__Collected data__.
--- start ---
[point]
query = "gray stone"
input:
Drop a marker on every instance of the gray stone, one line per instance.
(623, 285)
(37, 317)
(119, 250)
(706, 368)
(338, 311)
--- end ---
Count the lines in the material that contain the word "stone" and give only the number.

2